* DESCRIPTION OF THE TASK *
Output only the lines that run from the line holding "locate ceiling vent" to the end of the data below, including both ends, without any pictures.

* DATA EXTRACT *
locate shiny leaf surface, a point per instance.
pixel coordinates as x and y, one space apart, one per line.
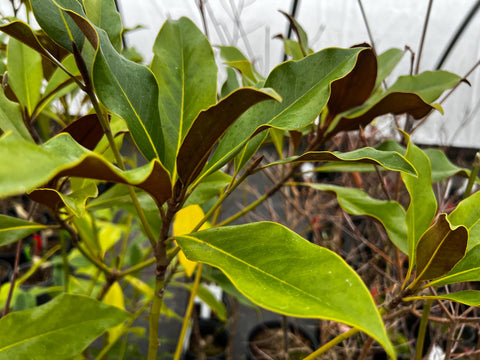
75 202
13 229
104 14
305 89
25 73
389 213
27 166
440 248
210 125
185 221
53 19
390 160
467 213
423 204
410 94
11 118
185 69
468 269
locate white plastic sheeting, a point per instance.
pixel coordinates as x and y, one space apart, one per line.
251 24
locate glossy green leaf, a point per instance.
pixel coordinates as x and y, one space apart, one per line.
423 204
467 297
53 19
60 83
11 119
27 166
208 298
282 272
86 130
390 160
250 149
185 69
24 73
104 14
277 136
54 331
215 275
292 48
354 88
439 249
13 229
127 89
130 91
389 213
75 202
468 269
467 213
208 188
23 32
210 125
410 94
305 89
442 168
387 61
231 83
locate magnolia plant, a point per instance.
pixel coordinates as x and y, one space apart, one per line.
198 144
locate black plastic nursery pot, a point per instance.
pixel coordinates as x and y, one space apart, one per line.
266 341
211 340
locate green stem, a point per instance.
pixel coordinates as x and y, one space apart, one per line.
422 330
153 341
188 313
222 198
66 267
332 343
473 175
125 329
136 267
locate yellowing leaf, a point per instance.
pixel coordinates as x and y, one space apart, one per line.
185 221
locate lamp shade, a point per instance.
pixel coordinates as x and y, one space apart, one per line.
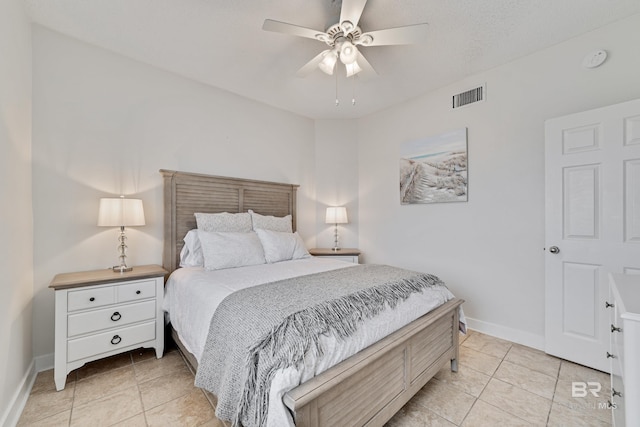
336 215
117 212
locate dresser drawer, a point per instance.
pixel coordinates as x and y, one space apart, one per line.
115 316
101 343
89 298
618 400
136 291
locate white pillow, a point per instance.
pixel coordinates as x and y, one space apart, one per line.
230 249
272 223
279 246
191 253
239 222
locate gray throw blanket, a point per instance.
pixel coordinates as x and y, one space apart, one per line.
256 331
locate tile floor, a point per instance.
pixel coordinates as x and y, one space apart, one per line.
498 383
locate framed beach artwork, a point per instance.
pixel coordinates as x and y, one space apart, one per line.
434 169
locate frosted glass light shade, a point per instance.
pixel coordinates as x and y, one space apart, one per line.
336 215
118 212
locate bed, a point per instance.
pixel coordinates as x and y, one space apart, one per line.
367 388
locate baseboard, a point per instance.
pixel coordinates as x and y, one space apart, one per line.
506 333
12 415
44 363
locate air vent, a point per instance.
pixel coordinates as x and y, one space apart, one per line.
469 97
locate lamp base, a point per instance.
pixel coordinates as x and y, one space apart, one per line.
121 268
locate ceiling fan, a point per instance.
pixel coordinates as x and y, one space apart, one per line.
344 38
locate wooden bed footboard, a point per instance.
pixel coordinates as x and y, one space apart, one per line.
370 387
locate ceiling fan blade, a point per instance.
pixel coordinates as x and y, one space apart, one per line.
367 69
351 12
294 30
312 65
409 34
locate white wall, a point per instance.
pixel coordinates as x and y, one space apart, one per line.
16 226
105 125
336 158
489 249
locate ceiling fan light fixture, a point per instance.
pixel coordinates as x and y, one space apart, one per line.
347 27
365 40
348 52
353 68
328 62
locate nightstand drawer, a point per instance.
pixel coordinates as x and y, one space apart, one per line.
117 316
136 291
89 298
101 343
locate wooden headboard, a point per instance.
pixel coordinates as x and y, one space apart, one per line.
188 193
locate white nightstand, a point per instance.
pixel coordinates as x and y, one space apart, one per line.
101 313
343 254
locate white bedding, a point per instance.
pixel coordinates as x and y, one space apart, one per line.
192 295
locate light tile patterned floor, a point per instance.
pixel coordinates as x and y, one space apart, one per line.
498 383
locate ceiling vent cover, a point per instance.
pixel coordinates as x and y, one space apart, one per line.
474 95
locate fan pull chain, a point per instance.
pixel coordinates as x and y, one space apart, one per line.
353 98
336 73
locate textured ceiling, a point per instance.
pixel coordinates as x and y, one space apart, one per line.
221 43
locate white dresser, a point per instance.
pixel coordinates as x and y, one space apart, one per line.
101 313
624 353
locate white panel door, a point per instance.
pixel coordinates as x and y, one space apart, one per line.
592 179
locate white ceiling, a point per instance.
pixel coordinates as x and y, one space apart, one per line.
221 42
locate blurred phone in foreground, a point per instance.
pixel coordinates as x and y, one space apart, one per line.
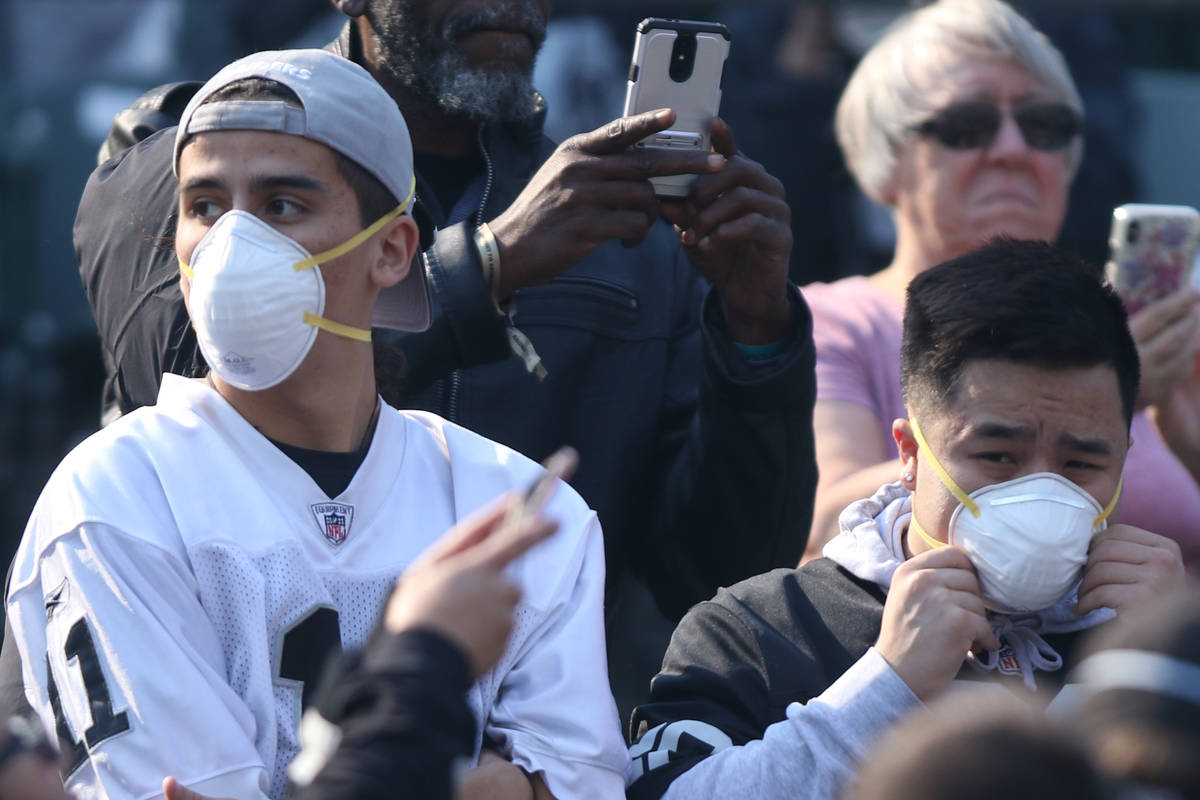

* THE RESPONSE *
locate ceiling vent cover, a point per instance.
pixel coordinates as x and y, one space apart, one per line.
474 95
locate fan pull chain, a point per instance.
pixel coordinates as x and y, one space apart, one per line.
353 98
336 73
locate textured ceiling, a point per instance.
pixel coordinates as x and y, one space apart, one per line.
221 43
locate white dresser, a point per instance.
pixel coordinates as x and y, one space apart, one per line.
101 313
624 353
locate white panel door, a point per instance.
pixel coordinates as x and y, one space apart, one per line.
592 179
locate white ceiling, a point per instance.
pixel coordinates as x and y, one space apart, one per line.
221 42
locate blurred phone in foreground, a point per instance.
pixel coordinates as x and y, one space apart, one per line.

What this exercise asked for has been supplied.